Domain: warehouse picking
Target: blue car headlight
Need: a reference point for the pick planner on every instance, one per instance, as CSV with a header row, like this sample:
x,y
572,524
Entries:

PROMPT = In the items above, change every "headlight" to "taillight" and keep everything else the same.

WRITTEN RESPONSE =
Domain: warehouse picking
Target: blue car taillight
Need: a reference point for the pick planner on every instance, one per instance, as CSV with a header row, like this sample:
x,y
572,524
Entries:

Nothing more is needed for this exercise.